### Work to complete
Go line by line through the data below and work out how many lines contain "after"; the answer is that number alone.

### Stored data
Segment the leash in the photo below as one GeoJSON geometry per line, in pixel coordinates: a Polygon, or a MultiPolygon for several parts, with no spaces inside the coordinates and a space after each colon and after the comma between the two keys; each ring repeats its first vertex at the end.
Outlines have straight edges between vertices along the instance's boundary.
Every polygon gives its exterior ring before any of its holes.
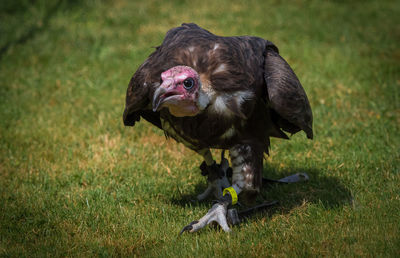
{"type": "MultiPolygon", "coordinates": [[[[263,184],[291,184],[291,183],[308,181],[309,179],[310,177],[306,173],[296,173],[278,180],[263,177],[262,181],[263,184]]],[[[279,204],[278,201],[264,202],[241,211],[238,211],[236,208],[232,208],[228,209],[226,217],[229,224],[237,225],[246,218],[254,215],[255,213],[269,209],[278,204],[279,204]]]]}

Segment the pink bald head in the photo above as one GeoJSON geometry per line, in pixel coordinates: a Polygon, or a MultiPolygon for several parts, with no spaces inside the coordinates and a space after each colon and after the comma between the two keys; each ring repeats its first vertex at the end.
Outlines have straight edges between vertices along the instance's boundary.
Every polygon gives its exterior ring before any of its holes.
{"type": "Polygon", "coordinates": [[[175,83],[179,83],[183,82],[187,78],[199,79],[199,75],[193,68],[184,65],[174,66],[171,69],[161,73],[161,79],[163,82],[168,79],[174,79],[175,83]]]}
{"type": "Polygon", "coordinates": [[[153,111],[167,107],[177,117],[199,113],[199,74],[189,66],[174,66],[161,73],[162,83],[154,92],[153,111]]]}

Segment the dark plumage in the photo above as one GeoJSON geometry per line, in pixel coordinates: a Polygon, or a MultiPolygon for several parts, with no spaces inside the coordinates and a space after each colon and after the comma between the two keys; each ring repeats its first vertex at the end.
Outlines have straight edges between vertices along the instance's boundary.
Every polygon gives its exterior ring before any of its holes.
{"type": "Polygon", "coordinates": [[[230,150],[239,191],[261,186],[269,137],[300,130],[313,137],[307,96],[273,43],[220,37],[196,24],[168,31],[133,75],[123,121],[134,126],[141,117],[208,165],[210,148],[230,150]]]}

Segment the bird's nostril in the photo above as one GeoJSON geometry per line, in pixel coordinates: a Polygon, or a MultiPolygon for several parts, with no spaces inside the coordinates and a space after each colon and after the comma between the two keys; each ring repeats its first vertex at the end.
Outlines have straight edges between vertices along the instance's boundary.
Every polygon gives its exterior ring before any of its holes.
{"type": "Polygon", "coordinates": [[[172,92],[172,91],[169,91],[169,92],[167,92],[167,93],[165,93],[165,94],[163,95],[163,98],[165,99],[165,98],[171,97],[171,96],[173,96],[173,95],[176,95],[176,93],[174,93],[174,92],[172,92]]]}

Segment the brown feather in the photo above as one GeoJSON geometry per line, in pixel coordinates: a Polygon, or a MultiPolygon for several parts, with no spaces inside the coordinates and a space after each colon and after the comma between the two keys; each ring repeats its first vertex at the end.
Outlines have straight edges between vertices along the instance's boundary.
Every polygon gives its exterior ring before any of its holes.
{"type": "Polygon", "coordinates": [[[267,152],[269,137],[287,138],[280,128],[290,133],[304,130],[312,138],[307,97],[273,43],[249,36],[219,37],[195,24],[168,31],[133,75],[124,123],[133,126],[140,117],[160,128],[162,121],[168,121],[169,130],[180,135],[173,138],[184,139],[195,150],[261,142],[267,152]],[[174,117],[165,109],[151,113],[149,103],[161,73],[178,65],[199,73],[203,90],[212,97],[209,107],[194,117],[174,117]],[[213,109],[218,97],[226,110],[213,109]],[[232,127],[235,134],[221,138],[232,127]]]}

==

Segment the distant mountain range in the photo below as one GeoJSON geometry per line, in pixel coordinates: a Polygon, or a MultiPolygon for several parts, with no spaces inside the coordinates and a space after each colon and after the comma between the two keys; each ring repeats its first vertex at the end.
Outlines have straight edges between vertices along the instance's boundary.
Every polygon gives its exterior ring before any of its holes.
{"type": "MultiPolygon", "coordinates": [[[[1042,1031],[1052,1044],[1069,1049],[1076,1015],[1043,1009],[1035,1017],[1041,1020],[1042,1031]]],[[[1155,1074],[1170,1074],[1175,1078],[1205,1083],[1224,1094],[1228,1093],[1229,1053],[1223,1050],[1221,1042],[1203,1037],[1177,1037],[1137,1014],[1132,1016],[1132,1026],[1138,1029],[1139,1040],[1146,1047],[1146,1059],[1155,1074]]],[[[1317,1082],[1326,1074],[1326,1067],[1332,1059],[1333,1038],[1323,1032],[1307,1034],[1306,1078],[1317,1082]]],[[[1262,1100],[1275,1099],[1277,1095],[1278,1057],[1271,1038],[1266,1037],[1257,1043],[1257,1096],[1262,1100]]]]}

### Solution for this problem
6